-- Data shown --
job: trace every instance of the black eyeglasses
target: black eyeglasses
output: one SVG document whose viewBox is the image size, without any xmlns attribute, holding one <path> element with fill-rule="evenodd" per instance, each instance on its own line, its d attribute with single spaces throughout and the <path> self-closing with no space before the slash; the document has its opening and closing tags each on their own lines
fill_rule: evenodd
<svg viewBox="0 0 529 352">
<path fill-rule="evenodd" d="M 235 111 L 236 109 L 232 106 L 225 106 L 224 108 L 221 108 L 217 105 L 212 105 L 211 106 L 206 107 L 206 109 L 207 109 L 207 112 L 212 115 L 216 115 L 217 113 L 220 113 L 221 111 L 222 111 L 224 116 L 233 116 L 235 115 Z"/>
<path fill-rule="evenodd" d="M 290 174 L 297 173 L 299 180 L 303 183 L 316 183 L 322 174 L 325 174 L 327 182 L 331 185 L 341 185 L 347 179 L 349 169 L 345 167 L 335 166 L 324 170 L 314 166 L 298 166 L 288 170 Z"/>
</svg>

-- Given exercise --
Reproduce all of the material above, requests included, and raise every number in the SVG answers by 45. That covers both the viewBox values and the path coordinates.

-- Exercise answer --
job: trace every instance of the black eyeglasses
target: black eyeglasses
output: one SVG document whose viewBox is the image size, without any xmlns attribute, holding one <path> element with fill-rule="evenodd" per instance, each instance on its own line, its d attribute with single spaces throughout and the <path> self-closing with no space before the slash; the document has its opening and closing tags each on their own lines
fill_rule: evenodd
<svg viewBox="45 45 574 397">
<path fill-rule="evenodd" d="M 280 156 L 281 154 L 277 151 L 270 151 L 269 153 L 266 153 L 262 150 L 257 150 L 256 151 L 251 152 L 251 154 L 252 154 L 252 157 L 257 160 L 261 160 L 262 158 L 265 158 L 266 156 L 267 156 L 269 161 L 278 161 L 280 160 Z"/>
<path fill-rule="evenodd" d="M 335 219 L 342 218 L 344 225 L 348 228 L 361 228 L 367 219 L 370 219 L 372 227 L 376 230 L 386 230 L 392 224 L 394 214 L 390 212 L 380 211 L 369 215 L 359 211 L 343 211 L 333 215 Z"/>
</svg>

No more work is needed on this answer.